[Image-grounded pointing data]
━━━━━━━━━━━━━━━━━━━━
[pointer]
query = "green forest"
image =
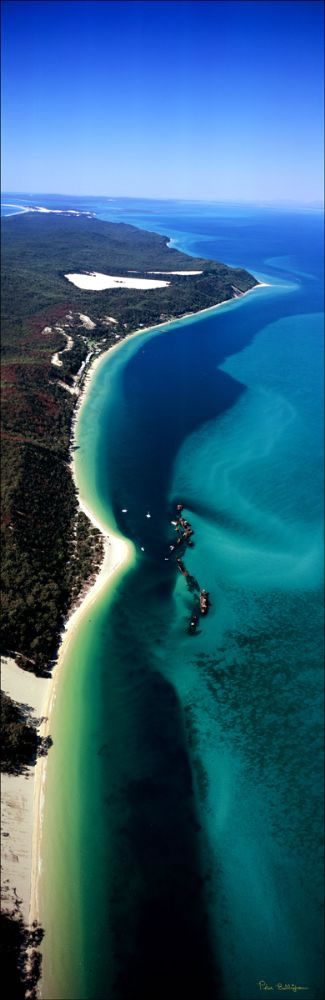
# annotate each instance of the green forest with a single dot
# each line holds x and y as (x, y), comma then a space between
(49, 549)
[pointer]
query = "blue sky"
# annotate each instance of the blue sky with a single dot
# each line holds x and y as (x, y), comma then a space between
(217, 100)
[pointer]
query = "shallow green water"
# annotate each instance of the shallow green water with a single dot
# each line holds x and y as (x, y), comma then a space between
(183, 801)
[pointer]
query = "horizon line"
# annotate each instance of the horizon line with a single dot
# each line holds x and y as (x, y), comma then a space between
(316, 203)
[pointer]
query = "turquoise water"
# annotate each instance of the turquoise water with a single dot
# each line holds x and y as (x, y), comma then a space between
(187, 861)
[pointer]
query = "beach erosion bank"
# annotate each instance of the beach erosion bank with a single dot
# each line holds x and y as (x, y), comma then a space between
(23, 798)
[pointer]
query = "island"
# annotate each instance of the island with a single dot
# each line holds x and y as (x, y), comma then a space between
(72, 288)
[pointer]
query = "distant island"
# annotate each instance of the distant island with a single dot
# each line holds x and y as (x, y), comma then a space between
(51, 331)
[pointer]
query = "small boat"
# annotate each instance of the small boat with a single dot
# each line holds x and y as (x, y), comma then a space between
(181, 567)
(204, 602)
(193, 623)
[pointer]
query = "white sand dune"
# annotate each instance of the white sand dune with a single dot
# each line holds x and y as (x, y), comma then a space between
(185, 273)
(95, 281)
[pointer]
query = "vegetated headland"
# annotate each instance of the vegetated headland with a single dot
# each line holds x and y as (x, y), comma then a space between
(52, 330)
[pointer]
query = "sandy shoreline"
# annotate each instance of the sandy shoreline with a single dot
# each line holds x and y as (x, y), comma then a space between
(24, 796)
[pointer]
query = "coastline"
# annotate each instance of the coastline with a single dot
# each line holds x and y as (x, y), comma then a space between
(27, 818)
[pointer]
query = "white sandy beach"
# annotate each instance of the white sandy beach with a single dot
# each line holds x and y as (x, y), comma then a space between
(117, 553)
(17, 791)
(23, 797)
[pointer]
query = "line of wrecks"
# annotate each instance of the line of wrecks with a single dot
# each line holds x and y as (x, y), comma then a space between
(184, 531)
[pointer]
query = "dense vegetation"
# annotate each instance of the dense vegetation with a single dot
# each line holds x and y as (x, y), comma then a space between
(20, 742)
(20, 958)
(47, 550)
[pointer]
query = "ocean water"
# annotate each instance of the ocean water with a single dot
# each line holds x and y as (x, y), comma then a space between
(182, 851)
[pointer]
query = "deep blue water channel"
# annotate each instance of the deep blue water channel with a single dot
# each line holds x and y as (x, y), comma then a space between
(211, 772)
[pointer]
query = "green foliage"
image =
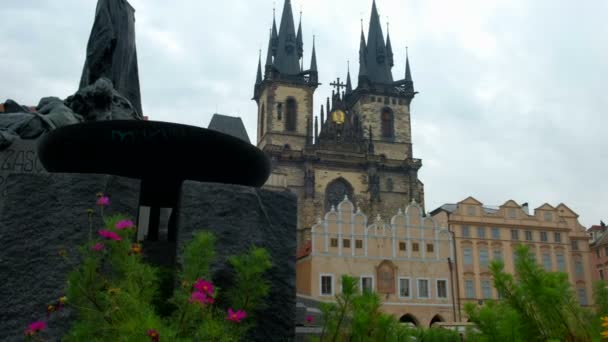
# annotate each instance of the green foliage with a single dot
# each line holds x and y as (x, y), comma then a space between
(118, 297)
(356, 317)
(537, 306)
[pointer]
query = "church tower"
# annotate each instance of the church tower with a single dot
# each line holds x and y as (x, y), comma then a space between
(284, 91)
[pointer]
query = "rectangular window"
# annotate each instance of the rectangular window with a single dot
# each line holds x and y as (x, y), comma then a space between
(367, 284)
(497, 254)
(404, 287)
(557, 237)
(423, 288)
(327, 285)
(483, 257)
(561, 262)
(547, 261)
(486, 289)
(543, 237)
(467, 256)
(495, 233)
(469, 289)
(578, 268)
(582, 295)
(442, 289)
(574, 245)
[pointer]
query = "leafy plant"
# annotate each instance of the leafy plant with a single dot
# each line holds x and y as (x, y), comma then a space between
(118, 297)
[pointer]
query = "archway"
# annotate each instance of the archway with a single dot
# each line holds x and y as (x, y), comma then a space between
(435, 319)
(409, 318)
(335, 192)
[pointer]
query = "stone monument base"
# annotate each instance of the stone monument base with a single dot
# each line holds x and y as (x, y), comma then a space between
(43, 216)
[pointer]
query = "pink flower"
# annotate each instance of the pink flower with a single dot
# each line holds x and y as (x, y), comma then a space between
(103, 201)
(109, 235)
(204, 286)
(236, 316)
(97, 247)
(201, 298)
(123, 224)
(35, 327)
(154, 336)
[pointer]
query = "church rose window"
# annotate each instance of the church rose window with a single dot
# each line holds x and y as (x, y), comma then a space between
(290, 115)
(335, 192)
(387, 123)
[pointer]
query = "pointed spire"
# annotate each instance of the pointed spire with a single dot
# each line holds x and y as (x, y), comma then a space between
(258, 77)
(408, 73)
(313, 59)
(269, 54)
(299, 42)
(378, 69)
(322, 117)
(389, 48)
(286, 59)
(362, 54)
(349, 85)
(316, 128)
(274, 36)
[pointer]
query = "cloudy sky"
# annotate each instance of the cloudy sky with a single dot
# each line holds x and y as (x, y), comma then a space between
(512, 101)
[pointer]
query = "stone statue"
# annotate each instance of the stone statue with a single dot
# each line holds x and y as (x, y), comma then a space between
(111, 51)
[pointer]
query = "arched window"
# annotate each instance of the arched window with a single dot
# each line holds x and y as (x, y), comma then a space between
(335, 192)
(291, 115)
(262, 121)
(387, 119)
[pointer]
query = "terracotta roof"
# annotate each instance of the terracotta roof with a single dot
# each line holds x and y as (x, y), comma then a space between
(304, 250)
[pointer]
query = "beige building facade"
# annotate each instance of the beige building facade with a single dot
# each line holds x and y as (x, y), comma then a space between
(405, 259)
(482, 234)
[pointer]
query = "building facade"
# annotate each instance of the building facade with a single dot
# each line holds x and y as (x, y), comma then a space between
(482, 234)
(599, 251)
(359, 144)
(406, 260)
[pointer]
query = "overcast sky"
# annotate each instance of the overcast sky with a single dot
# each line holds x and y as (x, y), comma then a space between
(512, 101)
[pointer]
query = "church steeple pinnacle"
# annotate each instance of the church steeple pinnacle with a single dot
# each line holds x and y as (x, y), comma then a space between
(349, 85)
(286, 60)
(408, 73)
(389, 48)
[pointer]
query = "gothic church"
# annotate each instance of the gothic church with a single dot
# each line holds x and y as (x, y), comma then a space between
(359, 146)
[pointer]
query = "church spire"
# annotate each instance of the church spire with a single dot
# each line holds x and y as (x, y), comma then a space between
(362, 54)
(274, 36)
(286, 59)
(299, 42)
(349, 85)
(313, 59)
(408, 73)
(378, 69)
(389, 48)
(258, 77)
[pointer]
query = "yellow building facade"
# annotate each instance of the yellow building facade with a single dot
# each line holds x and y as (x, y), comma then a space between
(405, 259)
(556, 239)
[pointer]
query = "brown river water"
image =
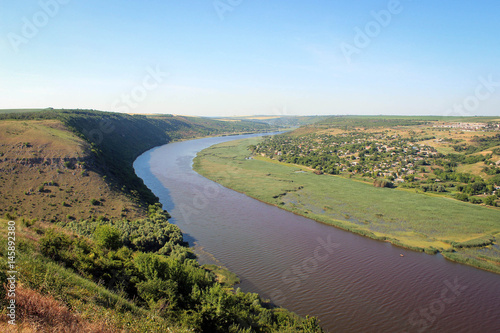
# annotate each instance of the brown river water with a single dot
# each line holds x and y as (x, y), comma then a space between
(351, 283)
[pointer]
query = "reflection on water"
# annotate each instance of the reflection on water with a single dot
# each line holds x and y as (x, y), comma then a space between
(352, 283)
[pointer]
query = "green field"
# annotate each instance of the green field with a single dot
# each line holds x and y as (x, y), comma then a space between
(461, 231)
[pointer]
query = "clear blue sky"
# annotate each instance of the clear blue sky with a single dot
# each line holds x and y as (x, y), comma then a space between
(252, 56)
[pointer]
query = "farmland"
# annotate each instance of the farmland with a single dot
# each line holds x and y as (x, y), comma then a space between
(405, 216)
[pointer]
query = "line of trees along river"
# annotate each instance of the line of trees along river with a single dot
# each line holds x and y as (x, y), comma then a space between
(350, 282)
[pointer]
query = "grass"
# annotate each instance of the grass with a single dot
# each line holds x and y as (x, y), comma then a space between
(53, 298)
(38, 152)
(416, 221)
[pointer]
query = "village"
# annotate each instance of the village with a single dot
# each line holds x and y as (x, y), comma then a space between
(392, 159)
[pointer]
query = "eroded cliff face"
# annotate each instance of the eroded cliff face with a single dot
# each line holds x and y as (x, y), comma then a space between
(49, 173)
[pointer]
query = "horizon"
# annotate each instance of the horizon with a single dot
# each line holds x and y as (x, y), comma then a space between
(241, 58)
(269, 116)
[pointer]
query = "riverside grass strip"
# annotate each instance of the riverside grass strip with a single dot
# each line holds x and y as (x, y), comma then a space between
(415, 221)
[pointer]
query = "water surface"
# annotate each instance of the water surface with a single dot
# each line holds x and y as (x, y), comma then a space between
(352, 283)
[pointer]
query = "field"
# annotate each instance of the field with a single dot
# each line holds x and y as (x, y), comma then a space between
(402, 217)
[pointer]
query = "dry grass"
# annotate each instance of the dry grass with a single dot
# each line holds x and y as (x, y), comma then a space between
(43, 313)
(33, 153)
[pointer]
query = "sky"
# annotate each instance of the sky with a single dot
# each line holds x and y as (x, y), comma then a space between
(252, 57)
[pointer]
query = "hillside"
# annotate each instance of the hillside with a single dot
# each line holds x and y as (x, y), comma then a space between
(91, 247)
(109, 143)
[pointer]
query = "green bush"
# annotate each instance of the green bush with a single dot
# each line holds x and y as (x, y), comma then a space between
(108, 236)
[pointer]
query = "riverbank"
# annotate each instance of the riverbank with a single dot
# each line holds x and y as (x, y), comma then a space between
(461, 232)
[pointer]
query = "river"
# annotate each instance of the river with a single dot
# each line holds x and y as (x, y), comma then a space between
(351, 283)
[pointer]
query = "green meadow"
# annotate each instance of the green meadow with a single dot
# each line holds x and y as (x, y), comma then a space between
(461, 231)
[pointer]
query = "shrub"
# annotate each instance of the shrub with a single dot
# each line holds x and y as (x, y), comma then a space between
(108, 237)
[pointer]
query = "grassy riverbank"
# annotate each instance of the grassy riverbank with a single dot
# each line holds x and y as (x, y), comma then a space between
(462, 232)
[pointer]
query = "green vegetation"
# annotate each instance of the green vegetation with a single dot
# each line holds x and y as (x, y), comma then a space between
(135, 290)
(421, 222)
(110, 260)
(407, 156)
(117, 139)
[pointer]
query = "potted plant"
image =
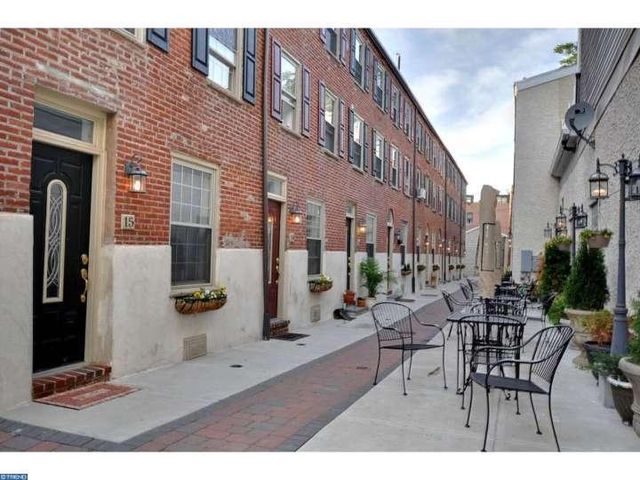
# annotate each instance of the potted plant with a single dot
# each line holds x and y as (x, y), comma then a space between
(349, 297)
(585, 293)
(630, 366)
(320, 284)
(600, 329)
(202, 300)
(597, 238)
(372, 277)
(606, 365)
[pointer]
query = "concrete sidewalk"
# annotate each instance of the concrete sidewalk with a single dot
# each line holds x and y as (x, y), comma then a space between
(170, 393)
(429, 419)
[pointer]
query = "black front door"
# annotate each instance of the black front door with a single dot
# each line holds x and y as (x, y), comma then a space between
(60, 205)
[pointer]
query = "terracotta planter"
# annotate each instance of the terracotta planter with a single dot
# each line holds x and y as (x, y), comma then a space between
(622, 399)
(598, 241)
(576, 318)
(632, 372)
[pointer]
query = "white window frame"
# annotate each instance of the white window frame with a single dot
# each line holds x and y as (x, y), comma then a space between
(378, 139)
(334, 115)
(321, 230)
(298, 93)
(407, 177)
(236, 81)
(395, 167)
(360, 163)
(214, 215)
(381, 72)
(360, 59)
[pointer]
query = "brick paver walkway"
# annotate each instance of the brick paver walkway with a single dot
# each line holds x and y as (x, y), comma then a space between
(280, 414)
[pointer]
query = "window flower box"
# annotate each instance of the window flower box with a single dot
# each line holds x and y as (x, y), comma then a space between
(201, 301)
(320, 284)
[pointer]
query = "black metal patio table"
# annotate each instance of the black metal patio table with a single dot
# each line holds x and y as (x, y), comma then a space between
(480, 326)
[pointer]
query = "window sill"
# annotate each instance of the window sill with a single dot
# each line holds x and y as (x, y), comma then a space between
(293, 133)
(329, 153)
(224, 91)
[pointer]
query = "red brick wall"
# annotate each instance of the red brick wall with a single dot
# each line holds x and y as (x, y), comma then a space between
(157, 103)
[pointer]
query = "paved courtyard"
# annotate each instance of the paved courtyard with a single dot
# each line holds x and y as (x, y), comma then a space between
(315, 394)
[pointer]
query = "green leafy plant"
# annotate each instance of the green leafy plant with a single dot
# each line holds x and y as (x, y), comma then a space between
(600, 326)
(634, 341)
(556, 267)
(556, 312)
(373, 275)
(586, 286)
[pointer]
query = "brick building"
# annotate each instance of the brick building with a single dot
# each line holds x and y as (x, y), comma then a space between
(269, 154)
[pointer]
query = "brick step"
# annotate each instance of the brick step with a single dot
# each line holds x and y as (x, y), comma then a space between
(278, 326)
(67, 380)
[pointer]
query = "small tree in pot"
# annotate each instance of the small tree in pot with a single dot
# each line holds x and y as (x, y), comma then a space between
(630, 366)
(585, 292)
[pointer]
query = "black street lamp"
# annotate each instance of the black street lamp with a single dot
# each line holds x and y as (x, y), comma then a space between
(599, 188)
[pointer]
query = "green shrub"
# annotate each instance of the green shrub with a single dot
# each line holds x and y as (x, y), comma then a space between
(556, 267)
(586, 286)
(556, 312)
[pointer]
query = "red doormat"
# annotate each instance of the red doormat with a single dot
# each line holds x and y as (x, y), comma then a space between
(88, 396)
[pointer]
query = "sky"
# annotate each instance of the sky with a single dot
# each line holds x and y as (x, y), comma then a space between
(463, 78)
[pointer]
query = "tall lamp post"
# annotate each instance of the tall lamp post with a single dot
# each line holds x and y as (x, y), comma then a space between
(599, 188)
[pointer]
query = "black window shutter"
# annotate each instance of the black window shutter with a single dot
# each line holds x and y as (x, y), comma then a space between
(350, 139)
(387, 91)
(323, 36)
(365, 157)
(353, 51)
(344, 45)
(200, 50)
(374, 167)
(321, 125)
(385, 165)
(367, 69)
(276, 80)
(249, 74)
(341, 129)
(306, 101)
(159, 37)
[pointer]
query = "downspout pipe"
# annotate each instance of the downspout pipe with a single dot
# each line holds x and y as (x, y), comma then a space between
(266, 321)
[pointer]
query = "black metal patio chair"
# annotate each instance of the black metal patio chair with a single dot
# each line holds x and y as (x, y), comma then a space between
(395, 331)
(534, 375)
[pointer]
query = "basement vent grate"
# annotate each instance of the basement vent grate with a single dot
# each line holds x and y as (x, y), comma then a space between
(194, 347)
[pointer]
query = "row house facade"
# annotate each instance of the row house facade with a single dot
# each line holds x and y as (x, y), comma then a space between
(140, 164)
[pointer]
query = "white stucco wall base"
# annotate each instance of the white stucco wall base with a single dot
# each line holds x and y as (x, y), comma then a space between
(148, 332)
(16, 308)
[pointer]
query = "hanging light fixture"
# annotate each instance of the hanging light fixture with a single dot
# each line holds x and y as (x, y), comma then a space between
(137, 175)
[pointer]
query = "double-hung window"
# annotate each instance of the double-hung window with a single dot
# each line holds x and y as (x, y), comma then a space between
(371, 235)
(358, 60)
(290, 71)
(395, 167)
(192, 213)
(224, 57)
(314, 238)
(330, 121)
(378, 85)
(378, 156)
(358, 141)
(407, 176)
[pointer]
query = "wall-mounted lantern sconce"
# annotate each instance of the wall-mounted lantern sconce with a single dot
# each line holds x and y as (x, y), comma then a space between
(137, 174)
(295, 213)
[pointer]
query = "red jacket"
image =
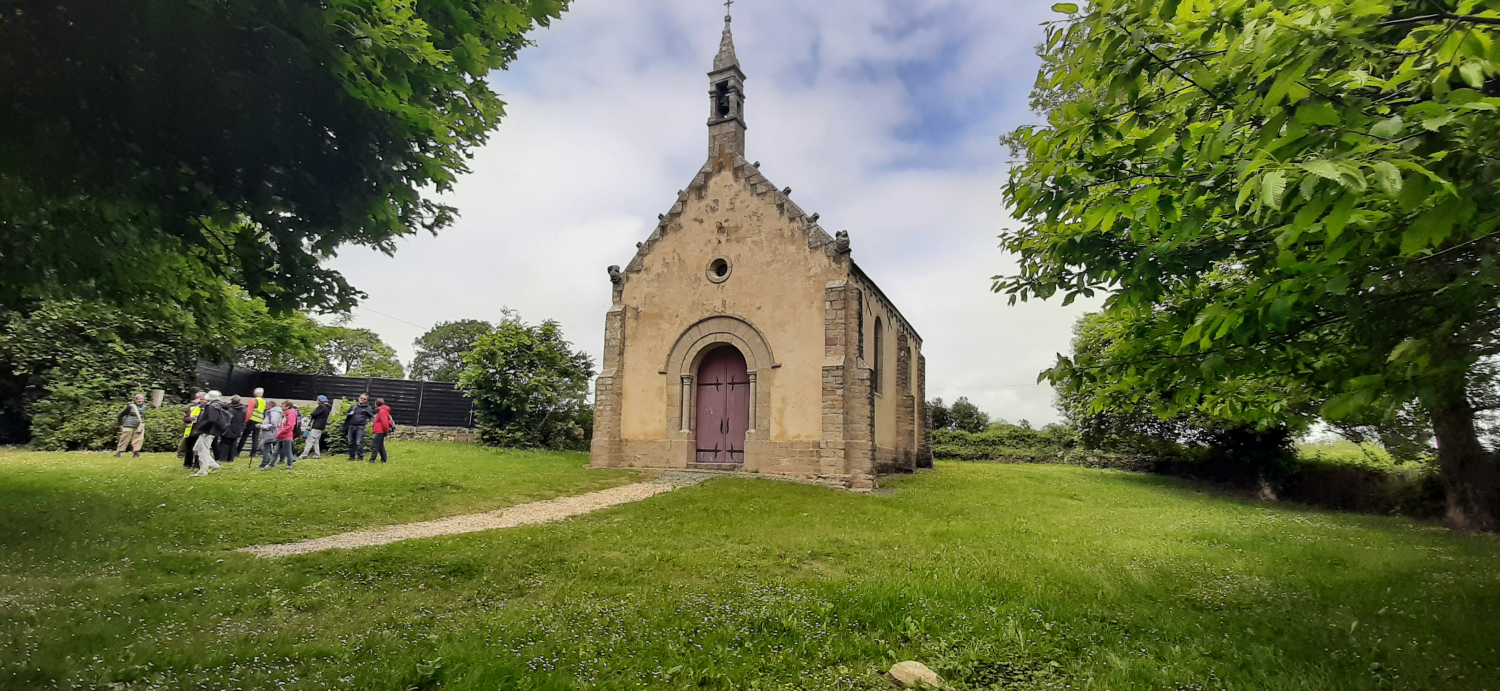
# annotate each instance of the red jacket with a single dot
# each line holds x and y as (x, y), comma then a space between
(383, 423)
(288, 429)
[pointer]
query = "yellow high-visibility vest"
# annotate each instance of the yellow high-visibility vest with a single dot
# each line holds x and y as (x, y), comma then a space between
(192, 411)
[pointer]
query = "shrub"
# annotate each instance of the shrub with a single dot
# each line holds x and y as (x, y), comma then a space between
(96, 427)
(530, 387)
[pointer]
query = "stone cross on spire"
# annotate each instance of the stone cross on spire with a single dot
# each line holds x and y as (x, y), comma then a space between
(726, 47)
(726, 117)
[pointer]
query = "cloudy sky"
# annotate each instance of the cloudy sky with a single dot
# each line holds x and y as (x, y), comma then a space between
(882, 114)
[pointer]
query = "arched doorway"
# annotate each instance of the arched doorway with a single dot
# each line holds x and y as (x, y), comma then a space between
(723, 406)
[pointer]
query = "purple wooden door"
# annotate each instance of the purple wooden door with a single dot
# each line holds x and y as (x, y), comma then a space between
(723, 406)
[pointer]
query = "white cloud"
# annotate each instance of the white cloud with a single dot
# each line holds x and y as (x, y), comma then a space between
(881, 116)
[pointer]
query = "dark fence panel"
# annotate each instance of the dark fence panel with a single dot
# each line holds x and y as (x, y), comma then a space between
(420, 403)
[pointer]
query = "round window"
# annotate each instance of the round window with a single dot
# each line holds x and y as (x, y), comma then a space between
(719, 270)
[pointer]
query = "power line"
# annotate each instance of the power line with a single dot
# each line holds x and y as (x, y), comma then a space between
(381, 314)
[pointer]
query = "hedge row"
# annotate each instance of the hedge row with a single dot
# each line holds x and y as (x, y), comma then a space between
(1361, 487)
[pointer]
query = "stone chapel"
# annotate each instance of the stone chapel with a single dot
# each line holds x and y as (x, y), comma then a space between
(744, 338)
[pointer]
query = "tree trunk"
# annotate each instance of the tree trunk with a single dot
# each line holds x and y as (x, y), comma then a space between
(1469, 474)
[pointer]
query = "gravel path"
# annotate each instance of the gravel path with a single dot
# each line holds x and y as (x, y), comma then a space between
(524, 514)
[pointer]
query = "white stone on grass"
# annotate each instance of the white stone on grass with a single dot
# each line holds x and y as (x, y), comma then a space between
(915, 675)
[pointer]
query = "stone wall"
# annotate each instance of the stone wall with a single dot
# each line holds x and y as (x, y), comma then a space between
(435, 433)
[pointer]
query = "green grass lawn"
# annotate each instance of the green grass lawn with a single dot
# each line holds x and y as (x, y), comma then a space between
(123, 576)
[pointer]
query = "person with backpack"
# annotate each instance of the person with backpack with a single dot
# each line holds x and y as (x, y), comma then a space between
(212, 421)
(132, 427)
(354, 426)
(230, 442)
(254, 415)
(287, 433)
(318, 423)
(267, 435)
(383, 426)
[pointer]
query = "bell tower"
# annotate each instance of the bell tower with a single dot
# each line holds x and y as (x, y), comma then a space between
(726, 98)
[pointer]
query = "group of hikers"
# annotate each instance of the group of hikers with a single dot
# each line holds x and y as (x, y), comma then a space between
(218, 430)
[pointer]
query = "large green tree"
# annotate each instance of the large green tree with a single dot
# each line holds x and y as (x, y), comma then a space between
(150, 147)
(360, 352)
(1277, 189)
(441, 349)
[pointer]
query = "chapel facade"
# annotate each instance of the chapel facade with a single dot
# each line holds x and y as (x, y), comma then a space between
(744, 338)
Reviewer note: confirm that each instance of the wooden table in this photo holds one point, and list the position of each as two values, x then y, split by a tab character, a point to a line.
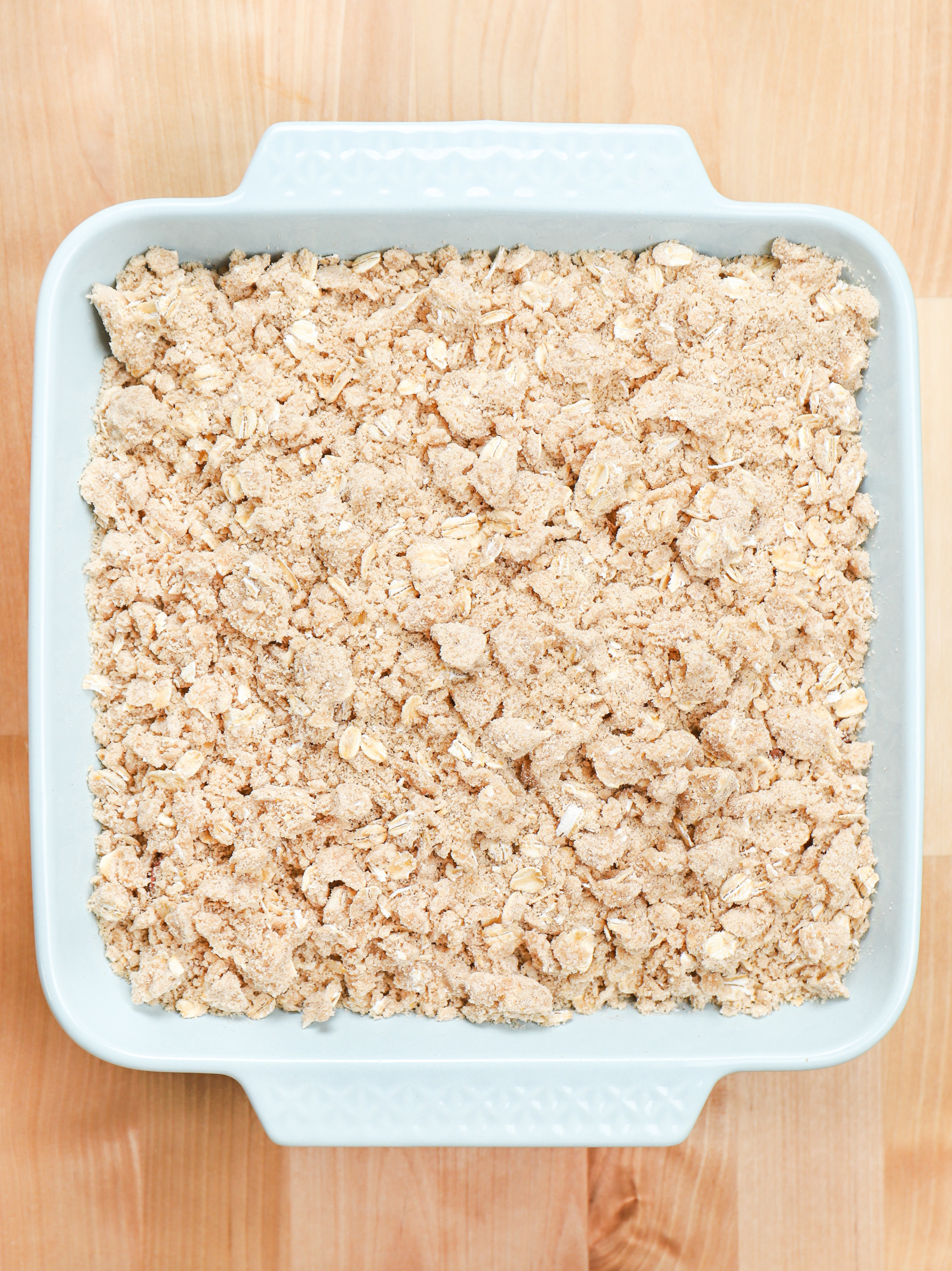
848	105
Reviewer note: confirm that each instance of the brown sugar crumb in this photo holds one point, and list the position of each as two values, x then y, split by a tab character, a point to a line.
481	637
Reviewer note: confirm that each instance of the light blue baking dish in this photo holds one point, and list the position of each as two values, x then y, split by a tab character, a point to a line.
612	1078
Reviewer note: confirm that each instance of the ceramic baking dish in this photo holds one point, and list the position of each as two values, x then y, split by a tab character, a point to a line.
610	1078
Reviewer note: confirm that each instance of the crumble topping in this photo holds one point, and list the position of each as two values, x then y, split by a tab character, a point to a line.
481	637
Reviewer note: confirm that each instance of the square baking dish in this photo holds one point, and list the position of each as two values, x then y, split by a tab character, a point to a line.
━━━━━━━━━━━━━━━━━━━━
Task description:
Pull out each line of the entries that contains "steeple".

Solved exercise:
query = "church steeple pinnacle"
# annotate each instance of the church steeple pinnacle with a single dot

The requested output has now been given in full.